- _Objective_
Can you rewrite these rows with "integer pixel coords" replaced by "whole-number pixel coordinates" everywhere, keeping everything else the same and leaving out the pictures?

Photo labels with bounding boxes:
----------------

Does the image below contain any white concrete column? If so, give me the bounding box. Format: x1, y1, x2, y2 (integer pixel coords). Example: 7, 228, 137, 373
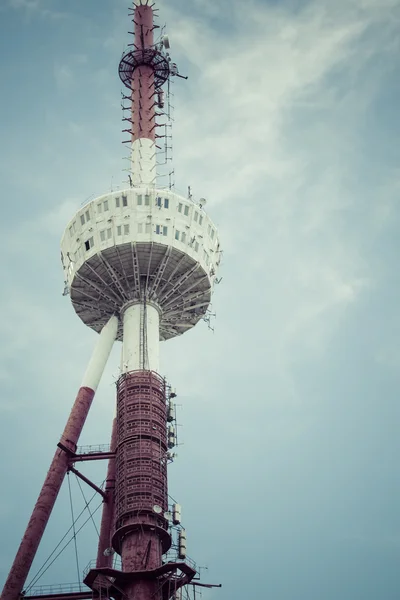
122, 303, 160, 373
131, 138, 157, 186
81, 316, 118, 392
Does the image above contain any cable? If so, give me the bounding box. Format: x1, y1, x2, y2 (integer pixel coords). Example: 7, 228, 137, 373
67, 471, 81, 581
26, 492, 97, 591
26, 502, 103, 591
75, 474, 100, 538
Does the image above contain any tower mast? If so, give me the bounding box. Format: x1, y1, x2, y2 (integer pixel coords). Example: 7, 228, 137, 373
1, 0, 221, 600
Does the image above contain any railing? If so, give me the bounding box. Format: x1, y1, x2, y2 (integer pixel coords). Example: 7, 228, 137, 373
26, 583, 89, 596
76, 444, 111, 454
83, 554, 122, 579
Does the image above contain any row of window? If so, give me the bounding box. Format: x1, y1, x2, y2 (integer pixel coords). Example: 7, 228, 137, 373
69, 199, 215, 240
85, 223, 208, 253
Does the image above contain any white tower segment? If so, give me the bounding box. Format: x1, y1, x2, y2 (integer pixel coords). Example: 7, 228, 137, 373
61, 188, 221, 342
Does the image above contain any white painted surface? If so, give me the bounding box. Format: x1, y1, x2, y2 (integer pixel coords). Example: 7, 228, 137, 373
131, 138, 157, 187
81, 316, 118, 391
122, 304, 160, 373
61, 186, 221, 288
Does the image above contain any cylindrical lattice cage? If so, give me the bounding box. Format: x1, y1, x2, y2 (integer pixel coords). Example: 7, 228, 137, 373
116, 371, 168, 529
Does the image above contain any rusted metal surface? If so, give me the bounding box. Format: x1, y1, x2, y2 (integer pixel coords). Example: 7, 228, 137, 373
68, 466, 106, 498
1, 387, 94, 600
96, 419, 117, 567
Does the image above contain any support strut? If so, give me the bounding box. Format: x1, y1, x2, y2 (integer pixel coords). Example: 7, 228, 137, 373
1, 316, 118, 600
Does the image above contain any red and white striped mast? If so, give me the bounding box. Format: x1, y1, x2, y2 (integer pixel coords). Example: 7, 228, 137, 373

----------------

- _Task solution_
Does the image below contain any white concrete column? If so, give me the bounding box. Format: x1, y1, x2, y2 (whole-number pixel coordinates). Example: 7, 228, 137, 373
122, 303, 160, 373
131, 138, 157, 186
81, 316, 118, 392
Does the image above contain any cable? If so, give me the bounding box. Format: x1, y1, x2, y2 (whole-number pixel coordinates). Example: 7, 228, 137, 373
67, 471, 81, 581
26, 492, 97, 591
26, 502, 103, 591
75, 474, 100, 538
Does the image above contain any tower mast? If so, give me the bounding box. Format: x1, y1, x2, y2 (whole-number pixel coordinates). Example: 7, 228, 137, 373
1, 0, 221, 600
Does the image above contain any railing? If so, give me the bounding box. Format: x1, y1, x2, y2 (whole-number pixel coordinates). Example: 7, 228, 137, 373
26, 583, 89, 596
76, 444, 111, 454
83, 554, 122, 579
Does the image above contain any row of window? If so, give me the bounding box. Format: x1, y1, x2, y2 (whole-number pixel coordinates). Example: 7, 228, 137, 373
69, 199, 215, 240
85, 223, 208, 253
Does the image above contain any white tower segment? If so, give me the bounding box. Format: x1, y1, x2, y2 (whole-number pixel coordinates). Example: 7, 228, 137, 373
61, 188, 221, 342
Does the image above contain any white painted surface? If so, give me the bounding box. Format: x1, y1, x2, y2 (whole-number pixel coordinates). Example: 7, 228, 137, 373
131, 138, 157, 187
81, 316, 118, 391
122, 304, 160, 373
61, 186, 221, 288
Does the image above contain any cylindrical lattice cage? If so, give me the bounding box. Format: x1, y1, x2, y2 (whole-number pixel coordinates). Example: 7, 228, 137, 373
116, 371, 168, 529
Does the image above contain any rusted metal surface? If so, give me the bounding box. Format: x1, y1, x2, y2 (whole-number pixel coordinates). Example: 7, 228, 137, 373
68, 466, 106, 498
1, 387, 94, 600
96, 419, 117, 567
Does the image above contain any support strut? If so, give me the bounding box. Format: x1, y1, x2, y2 (whole-number pixel coordinates). Example: 7, 228, 137, 373
1, 316, 118, 600
Does the image above contain any red and white striped mast? If so, give me the bounding box. Format: x1, y1, x2, y2 (whole-number pixel coordinates). Example: 7, 228, 137, 373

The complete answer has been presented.